SHORT PROBLEM: Copy the lines verbatim, beginning with the line that contains "Annotate each instance of the car" and continuing through the end of the data, and only those lines.

:: RECORDS SUPPLIED ::

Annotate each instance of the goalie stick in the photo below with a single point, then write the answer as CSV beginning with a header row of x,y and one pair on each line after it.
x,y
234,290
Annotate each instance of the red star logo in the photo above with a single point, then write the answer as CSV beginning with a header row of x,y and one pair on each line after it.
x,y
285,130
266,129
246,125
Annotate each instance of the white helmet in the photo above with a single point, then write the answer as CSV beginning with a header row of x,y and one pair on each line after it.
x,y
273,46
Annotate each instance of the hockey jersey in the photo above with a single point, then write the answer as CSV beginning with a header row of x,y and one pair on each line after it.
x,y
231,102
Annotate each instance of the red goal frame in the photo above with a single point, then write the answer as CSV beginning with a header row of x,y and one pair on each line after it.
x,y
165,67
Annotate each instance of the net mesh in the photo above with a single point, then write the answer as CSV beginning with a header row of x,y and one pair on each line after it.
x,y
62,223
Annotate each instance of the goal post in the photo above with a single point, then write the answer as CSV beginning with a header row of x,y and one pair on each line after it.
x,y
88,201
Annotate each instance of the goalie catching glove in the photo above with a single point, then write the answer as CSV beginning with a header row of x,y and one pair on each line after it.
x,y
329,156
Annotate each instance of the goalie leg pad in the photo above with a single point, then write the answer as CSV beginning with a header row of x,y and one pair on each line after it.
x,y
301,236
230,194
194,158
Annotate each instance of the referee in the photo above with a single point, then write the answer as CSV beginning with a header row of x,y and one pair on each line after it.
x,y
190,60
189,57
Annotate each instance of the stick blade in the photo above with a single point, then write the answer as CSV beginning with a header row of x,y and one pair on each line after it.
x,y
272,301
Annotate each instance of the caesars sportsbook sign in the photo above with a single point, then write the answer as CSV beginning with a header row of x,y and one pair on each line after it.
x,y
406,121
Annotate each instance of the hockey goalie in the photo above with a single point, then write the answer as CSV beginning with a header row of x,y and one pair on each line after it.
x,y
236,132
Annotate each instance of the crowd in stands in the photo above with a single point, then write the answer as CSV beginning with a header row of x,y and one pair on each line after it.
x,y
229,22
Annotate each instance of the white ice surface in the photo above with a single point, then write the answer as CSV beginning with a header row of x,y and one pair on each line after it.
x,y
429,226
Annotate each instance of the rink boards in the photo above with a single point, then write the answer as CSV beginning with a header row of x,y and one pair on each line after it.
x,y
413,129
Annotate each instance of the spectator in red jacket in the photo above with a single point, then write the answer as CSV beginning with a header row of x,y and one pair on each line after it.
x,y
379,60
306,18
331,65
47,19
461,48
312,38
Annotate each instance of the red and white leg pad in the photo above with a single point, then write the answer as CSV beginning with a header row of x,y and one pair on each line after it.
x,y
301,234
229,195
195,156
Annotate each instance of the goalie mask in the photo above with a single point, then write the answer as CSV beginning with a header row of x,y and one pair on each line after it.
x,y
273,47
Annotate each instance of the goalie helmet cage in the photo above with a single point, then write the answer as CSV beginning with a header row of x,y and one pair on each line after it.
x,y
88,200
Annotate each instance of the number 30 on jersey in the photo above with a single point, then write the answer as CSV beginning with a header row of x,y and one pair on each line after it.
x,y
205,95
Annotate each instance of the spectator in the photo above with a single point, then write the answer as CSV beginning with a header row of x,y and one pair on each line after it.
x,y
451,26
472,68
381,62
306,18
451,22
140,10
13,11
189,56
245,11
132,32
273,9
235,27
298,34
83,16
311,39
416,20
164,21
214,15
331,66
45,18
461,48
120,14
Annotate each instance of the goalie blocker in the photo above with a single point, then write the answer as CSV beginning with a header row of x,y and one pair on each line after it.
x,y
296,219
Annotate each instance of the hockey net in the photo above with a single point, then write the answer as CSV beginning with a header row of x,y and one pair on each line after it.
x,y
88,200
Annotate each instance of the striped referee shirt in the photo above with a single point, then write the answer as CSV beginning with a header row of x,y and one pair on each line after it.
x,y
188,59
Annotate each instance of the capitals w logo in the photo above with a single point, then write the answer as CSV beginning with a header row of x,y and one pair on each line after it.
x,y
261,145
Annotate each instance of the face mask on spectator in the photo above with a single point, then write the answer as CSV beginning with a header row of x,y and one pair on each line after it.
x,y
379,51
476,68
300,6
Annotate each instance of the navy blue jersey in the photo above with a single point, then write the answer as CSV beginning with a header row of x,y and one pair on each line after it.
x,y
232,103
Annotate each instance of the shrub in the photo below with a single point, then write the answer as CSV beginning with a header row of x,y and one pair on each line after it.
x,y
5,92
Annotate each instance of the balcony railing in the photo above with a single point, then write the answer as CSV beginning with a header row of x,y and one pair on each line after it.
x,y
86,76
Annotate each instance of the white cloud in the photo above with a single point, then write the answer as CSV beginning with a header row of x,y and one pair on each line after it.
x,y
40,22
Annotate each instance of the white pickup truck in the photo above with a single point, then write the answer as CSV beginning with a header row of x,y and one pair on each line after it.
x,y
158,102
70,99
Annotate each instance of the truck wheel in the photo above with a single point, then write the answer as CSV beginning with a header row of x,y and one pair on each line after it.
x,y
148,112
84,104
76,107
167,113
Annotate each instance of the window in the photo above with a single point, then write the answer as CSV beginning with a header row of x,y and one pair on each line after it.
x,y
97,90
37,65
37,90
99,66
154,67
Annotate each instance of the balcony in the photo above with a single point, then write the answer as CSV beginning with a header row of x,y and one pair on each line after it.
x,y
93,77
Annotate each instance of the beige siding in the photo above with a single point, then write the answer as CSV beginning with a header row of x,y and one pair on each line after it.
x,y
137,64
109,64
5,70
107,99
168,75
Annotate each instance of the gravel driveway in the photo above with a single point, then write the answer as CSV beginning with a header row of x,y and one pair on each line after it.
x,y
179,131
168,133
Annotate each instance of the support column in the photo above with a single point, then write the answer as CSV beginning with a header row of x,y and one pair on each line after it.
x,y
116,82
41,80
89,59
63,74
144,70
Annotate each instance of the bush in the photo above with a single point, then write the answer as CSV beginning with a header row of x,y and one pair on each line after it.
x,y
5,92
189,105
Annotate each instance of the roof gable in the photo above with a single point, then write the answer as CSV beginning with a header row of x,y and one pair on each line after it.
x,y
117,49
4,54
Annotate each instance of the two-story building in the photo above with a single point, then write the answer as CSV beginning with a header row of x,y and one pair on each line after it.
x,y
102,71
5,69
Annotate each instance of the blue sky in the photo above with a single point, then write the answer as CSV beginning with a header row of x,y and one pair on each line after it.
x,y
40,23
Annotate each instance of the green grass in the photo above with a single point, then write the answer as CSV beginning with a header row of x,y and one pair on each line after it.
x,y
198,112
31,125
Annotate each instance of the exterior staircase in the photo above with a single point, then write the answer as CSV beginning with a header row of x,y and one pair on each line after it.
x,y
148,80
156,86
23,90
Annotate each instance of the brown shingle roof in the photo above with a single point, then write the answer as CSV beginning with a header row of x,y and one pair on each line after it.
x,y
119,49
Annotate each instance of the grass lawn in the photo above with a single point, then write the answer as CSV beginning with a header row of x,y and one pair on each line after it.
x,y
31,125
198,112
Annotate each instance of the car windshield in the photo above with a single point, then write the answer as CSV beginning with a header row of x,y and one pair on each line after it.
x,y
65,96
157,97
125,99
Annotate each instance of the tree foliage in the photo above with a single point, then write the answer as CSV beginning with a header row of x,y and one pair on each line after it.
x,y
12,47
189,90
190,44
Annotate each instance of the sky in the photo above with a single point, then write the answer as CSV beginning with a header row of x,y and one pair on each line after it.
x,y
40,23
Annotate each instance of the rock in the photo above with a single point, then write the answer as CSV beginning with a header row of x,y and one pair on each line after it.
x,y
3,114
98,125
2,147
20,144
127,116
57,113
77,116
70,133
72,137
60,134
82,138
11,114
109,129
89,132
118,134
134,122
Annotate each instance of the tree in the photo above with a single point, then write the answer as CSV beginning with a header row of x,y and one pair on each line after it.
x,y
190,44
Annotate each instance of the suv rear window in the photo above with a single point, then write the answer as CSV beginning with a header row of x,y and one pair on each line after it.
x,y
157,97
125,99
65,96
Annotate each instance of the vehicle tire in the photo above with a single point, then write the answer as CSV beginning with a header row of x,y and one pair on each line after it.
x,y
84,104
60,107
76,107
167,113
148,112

:::

CORRECT ANSWER:
Annotate each instance of the car windshield in the photo above with a single point, then write the answer as CSV beginning with a header row of x,y and one pair on each line after it.
x,y
65,96
157,97
125,99
Annotate each instance of the tree foliage in the photo above with a single point, then write the answer as CSV beginning with a header row of x,y and one pair on each line after it.
x,y
12,47
189,90
190,44
Annotate each instance of the sky in the photo above with a single point, then write the answer as CSV beginning with a header row of x,y and one pair on each line after it.
x,y
40,23
Annotate each instance of the rock in the photo above with a single point, then write the answer as CSV beginning with a header row of x,y and one pair on each line after it.
x,y
3,114
98,125
2,147
20,144
127,116
57,113
77,116
70,133
72,137
60,134
82,138
11,114
109,129
89,132
118,134
134,122
Annotate each instance of the tree in the photo above with a single point, then write the answer as CSV beginning with a header row of x,y and one pair on each line after it.
x,y
190,44
Annotate each instance of the suv rear window in the photo above with a single point, then write the answer as CSV beginning with a header row of x,y and one pair on each line after it.
x,y
157,97
125,99
65,96
Annotate each instance of the vehicle tire in the photo above with a single point, then write the answer as CSV beginning with a header row of x,y and one pair on each line after it.
x,y
84,104
60,107
76,107
167,113
148,112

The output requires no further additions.